[Collected data entries]
........
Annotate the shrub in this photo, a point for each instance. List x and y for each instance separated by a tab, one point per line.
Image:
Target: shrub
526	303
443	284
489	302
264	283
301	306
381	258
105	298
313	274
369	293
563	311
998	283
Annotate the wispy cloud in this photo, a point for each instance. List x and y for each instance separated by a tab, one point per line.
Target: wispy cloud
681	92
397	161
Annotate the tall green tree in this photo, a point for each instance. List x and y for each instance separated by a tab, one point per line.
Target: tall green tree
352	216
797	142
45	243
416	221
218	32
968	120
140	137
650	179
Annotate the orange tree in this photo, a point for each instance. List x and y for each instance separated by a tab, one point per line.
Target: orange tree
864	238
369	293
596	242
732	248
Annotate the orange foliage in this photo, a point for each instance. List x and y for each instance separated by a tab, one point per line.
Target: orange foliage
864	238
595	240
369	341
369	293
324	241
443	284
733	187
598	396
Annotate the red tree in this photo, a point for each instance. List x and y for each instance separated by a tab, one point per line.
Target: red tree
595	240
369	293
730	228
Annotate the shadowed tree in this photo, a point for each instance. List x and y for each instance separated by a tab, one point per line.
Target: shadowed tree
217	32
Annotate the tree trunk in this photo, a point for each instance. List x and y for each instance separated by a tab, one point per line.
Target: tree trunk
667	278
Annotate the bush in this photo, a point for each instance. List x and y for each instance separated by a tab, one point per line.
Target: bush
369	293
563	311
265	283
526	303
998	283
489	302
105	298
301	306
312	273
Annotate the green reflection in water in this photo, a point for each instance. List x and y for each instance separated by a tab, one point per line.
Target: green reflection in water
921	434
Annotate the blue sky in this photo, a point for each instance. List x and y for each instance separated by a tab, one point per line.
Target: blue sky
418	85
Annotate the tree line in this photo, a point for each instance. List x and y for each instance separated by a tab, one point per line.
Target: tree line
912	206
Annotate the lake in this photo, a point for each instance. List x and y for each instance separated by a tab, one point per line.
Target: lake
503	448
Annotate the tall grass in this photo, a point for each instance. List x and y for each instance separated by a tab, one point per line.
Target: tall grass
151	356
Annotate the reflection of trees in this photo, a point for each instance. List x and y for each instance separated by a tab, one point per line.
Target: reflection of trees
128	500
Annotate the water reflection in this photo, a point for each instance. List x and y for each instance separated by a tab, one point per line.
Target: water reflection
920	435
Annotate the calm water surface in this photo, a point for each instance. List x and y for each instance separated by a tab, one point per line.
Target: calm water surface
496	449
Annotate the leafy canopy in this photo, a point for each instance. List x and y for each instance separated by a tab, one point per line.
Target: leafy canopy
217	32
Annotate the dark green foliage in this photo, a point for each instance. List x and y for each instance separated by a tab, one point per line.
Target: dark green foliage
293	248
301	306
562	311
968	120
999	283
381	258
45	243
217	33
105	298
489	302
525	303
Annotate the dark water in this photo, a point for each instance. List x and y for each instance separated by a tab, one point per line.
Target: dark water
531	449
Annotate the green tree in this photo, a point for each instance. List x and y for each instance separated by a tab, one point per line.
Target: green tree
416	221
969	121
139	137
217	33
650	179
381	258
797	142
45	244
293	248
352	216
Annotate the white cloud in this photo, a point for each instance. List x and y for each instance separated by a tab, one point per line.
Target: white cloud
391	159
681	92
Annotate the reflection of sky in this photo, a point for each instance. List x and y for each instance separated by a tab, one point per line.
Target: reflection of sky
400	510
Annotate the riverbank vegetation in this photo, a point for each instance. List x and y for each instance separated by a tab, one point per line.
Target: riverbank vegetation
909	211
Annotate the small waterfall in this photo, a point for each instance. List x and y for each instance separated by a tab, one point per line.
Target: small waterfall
........
**WORK TO COMPLETE**: Switch "Annotate" to "Mark" throughout the listing above, and give all of it again with nothing else changed.

**WRITTEN REPLY**:
Mark the shrub in this photo, a point for each instance. List x and y for each instance separated by a tab, one point per line.
Image:
Target: shrub
526	303
443	284
489	302
264	283
301	306
381	258
105	298
313	274
369	293
563	311
998	283
Mark the wispy cloud in this photo, a point for each instance. List x and y for each instance separated by a tab, one point per line.
Target: wispy cloud
681	92
397	161
Mark the tall green tree in this photo, a point for each instance. List x and y for each instance separated by a tab, one point per line.
Target: tall green tree
352	216
797	142
45	243
416	221
218	32
968	120
140	137
650	179
Mark the orange tree in this photo, a point for each instance. List x and y for each instance separated by a tab, one point per line.
Target: orange tree
864	238
369	293
596	242
732	248
Mark the orange foliage in this photo, a point for each instance. List x and y for each instance separated by a tab, one point per line.
Target: orange foliage
864	238
595	240
369	341
369	293
324	241
443	284
733	187
598	396
Mark the red tree in this photo, a point for each instance. List x and y for each instance separated by a tab, one point per line.
Target: red tree
595	240
369	293
730	228
Mark the shadowed tree in this photo, a point for each instance. List x and y for each instance separated by a tab, one point per line.
Target: shadowed tree
217	32
Mark the tree trunk in this photo, a point for each instance. List x and y for each instance separated by a tab, one point per line.
Target: tree trunk
667	278
Mark the bush in this photo, a point for each instance. List x and y for each instance separated by a tab, one point per line.
Target: bush
369	293
563	311
265	283
526	303
998	283
489	302
105	298
301	306
312	273
Mark the green reflection in water in this photo, a point for each instance. List x and y for each instance separated by a tab, one point per line.
Target: green reflection in water
921	434
Mark the blue sky in this photo, a point for each instance. List x and y for each instance separated by a tab, one point per line.
Target: blue sky
418	85
Mark the tree line in this photo, a point for each instance. List x and y for each instance separated by a tab, one point per line.
Target: tree line
912	206
Mark the lake in this photo, a point for each instance. List x and y for each instance separated by a tab, one point per line.
Target: lake
503	448
Mark the tall grass in this photo, a point for each instance. List x and y for each instance separated by a tab, one point per line.
Target: tall grass
151	356
Mark the reflection of trees in this photo, a point for each instance. List x and y for each instance separated by a tab, one point per line.
Target: reflection of trees
128	500
Mark the water reflection in this photo, a point for each instance. List x and y for each instance separated by a tab, one point per line.
Target: water reflection
920	435
Mark the calm water surface in this photo, a point for each instance. List x and y for each instance separated by a tab, one point per line.
Target: calm water surface
496	449
Mark the leafy canopy in this photo, a point for each instance. List x and y for each instance separated by a tab, one point per line.
Target: leafy canopy
217	32
Mark the dark green foliage in this photo, a point for each instance. List x and y for each instance separated by a tab, one point per line.
Target: dark green foliage
293	248
301	306
562	311
968	120
999	283
381	258
45	243
217	33
105	298
489	302
525	303
Mark the dark water in this photo, a point for each instance. List x and y for each instance separated by a tab, one point per line.
Target: dark water
531	449
Mark the green tree in this photo, a point for each instance. List x and y for each instance separated by a tab, one point per line.
Target: green tree
416	221
969	121
139	137
217	33
650	179
381	258
797	142
45	244
293	248
352	216
Mark the white cloud in this photo, a point for each instance. List x and y for each instance separated by a tab, one point per line.
Target: white cloud
391	159
681	92
Mark the reflection of sky in this photo, a point for each instance. List x and y for each instance separated by a tab, one point per line.
Target: reflection of sky
400	510
Mark the riverbank vegetation in this photo, a point for each instance. List x and y for each instance separated by a tab, one point per line.
Target: riverbank vegetation
909	211
Mark the small waterfall in this photo, a point for each instance. List x and y for each instance separated by a tab, one point per line.
Target: small waterfall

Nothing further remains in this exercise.